> **Stated problem a**
Could you print, word for word, the part of the Scala file IO tutorial that opens with the words containing "2.2. PrintWriter" and closes with "s, new Integer(numberOfLines))"?

> **Selected passage**

— Begin —

1. Overview
In this tutorial, we’re going to take a deep look into file IO operations in Scala. We’ll look into reading from files and writing to files.
We’ll also look into some bad practices to avoid when performing any sort of file IO, as well as some errors that can occur if we don’t accurately handle these operations.
2. Writing to a File
Scala doesn’t have any native writing capability, so writing to a file exclusively involves using Java classes. Because Scala is interoperable with Java, this isn’t a problem for us, but there are some slight differences when calling Java code from Scala that will cause some issues when not handled properly.
Let’s take a look at some of the various ways of writing to a file in Scala using Java classes.
2.1. FileWriter
The FileWriter is one of the cleanest ways to write to a file. It has a neat and concise syntax that allows us to write various data types, from characters to strings, into a file.
Here’s an example of using a FileWriter to write a simple message to a file:
val fileWriter = new FileWriter(new File("/tmp/hello.txt"))
fileWriter.write("hello there")
fileWriter.close()
It’s crucial to close the FileWriter after we finish writing, as failure to do this will yield unstable results. In some cases, we may see a part of what was written, while in other cases, we may see nothing.
Closing the FileWriter ensures that all the contents that were to be written are properly flushed and correctly written to the file.
2.2. PrintWriter
The PrintWriter is another clean way to write to a file. It also has a very neat and concise syntax, along with the added advantage of providing an API-like printf and format to help us write a formatted text that the FileWriter class doesn’t provide.
Let’s see how to use a PrintWriter to write formatted text:
val writer = new PrintWriter(new File("data.txt"))
val s = "big"
val numberOfLines = 3000000
writer.printf("This is a %s program with %d of code", s, new Integer(numberOfLines))
writer.close()
Scala provides an f”” interpolator that can help us format strings easily though.
2.3. DataOutputStream
The DataOutputStream class helps us to write Java primitive data types efficiently.
Let’s imagine a scenario where we want to write a very long list of double values. A pretty naive approach is to use a regular FileWriter or a PrintWriter, which technically isn’t a bad idea.
Let’s use PrintWriter to write 10,000 double values to a file:
val printWriter = new PrintWriter(new FileOutputStream(new File("data.txt")))
val random = Random
for (_ <- 1 to 10000) {
printWriter.write(random.nextDouble().toString)
}
printWriter.close()
If we check the size of this file, we see that the file size seems to always be greater than 150KB, but let’s try to write the same double values using a DataOutputStream:
val random = Random
val dataOutputStream = new DataOutputStream(new FileOutputStream(new File("data.txt")))
for (_ <- 1 to 10000){
dataOutputStream.writeDouble(random.nextDouble())
}
dataOutputStream.close()
If we check the size of this file with the same command, we see that the file size is 80KB. The reason why this is way smaller in size than using the PrintWriter class is that the DataOutputStream class doesn’t store the data as a string, as in the case of any of the Writer classes. Instead, it stores those double values as raw binary data.
A double takes 8 bytes of memory, which explains why our file size is exactly 80KB for our 10,000 double values. The PrintWriter class converts the double into a String, which uses more bytes.

— End —

> **Stated problem b**
Can you output, without any change, the part of the listing below that opens with the line containing "Identify highway lane." and runs through the line containing "15 111 26 131"?

> **Stored records**
— Begin —

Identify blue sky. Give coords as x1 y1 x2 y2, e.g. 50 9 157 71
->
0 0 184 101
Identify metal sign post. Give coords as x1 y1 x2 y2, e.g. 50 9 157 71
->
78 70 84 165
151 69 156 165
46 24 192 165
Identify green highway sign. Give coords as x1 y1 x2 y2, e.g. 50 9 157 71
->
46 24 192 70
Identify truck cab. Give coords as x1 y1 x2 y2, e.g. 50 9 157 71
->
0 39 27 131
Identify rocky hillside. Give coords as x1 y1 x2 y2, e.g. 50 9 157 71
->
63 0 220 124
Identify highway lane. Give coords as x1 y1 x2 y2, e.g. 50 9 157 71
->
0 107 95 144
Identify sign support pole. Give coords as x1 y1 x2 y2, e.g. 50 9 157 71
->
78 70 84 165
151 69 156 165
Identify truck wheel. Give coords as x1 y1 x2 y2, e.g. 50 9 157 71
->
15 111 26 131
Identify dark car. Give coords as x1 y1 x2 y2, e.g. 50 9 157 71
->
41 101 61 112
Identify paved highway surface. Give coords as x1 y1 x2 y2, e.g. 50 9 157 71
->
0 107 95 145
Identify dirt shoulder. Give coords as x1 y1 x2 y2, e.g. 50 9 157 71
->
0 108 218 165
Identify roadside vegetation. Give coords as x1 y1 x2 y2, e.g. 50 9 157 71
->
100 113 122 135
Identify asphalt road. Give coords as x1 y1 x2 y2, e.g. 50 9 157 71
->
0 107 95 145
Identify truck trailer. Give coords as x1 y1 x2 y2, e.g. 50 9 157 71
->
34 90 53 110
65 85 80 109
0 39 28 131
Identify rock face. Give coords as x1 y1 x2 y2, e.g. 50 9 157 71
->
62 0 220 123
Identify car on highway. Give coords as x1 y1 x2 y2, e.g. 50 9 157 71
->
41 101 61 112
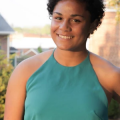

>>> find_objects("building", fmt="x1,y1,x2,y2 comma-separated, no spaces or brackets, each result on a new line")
0,15,14,58
89,8,120,67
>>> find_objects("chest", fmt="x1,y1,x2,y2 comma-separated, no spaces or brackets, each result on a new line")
25,68,107,120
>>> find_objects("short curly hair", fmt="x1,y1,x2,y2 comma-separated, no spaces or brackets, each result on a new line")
47,0,105,34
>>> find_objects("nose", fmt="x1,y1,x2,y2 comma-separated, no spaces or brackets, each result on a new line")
59,21,71,32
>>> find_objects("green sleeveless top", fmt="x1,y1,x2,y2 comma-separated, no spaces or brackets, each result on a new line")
24,50,108,120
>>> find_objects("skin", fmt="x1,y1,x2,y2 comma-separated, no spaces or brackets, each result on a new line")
4,0,120,120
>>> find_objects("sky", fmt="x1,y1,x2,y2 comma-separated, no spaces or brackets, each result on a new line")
0,0,51,27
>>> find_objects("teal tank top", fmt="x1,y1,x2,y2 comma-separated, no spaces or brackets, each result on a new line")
24,50,108,120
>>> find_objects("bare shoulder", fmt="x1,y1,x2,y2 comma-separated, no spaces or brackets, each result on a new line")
90,53,120,102
10,50,53,83
4,50,52,120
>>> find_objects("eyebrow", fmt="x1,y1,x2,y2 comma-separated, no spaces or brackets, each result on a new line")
53,12,84,18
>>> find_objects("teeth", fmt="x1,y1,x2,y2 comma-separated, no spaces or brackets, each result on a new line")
59,35,73,39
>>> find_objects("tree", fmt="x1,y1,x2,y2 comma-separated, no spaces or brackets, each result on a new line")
37,46,42,53
0,50,13,120
107,0,120,23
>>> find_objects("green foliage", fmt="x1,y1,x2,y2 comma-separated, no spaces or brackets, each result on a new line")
0,50,13,120
37,47,42,53
108,99,120,119
14,25,50,35
107,0,120,23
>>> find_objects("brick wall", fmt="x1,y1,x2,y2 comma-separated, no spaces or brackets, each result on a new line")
0,35,7,55
89,12,120,67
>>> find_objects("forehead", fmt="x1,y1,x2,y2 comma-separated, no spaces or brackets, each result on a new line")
53,0,89,16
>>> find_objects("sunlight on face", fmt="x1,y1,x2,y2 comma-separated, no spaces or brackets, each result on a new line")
51,0,91,50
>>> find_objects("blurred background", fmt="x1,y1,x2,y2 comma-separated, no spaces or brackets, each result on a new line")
0,0,120,120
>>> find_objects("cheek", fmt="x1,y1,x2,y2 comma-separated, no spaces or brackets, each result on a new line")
51,21,58,33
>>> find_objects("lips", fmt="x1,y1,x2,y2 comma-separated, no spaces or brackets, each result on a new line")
58,34,73,39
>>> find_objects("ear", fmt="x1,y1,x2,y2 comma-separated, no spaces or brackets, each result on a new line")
89,19,98,34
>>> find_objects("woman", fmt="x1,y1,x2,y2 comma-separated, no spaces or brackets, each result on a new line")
4,0,120,120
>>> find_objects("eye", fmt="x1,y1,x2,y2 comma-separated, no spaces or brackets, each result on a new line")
55,17,62,20
72,19,81,23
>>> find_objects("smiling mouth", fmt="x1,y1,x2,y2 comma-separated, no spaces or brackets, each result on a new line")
58,35,73,39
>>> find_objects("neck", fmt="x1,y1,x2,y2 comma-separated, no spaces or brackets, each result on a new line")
54,48,88,66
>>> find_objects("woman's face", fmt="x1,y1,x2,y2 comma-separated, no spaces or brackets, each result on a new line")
51,0,92,51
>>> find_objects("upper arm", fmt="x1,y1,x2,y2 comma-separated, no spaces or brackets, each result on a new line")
4,63,28,120
113,69,120,103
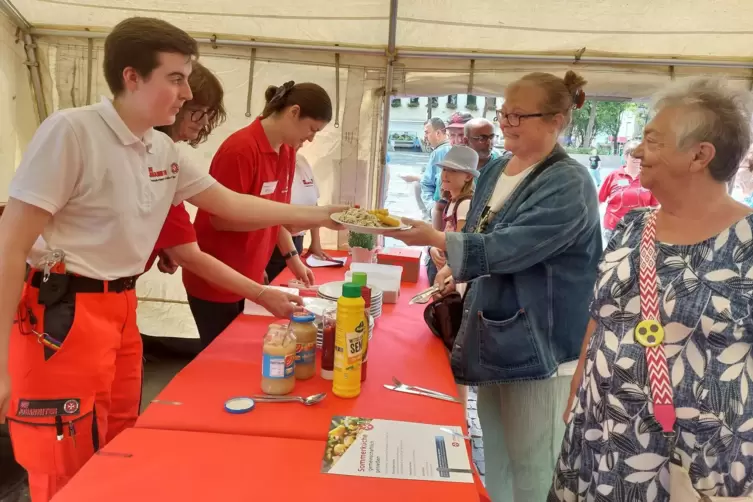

— End —

> **Written answer a**
2.2. PrintWriter
The PrintWriter is another clean way to write to a file. It also has a very neat and concise syntax, along with the added advantage of providing an API-like printf and format to help us write a formatted text that the FileWriter class doesn’t provide.
Let’s see how to use a PrintWriter to write formatted text:
val writer = new PrintWriter(new File("data.txt"))
val s = "big"
val numberOfLines = 3000000
writer.printf("This is a %s program with %d of code", s, new Integer(numberOfLines))

> **Written answer b**
Identify highway lane. Give coords as x1 y1 x2 y2, e.g. 50 9 157 71
->
0 107 95 144
Identify sign support pole. Give coords as x1 y1 x2 y2, e.g. 50 9 157 71
->
78 70 84 165
151 69 156 165
Identify truck wheel. Give coords as x1 y1 x2 y2, e.g. 50 9 157 71
->
15 111 26 131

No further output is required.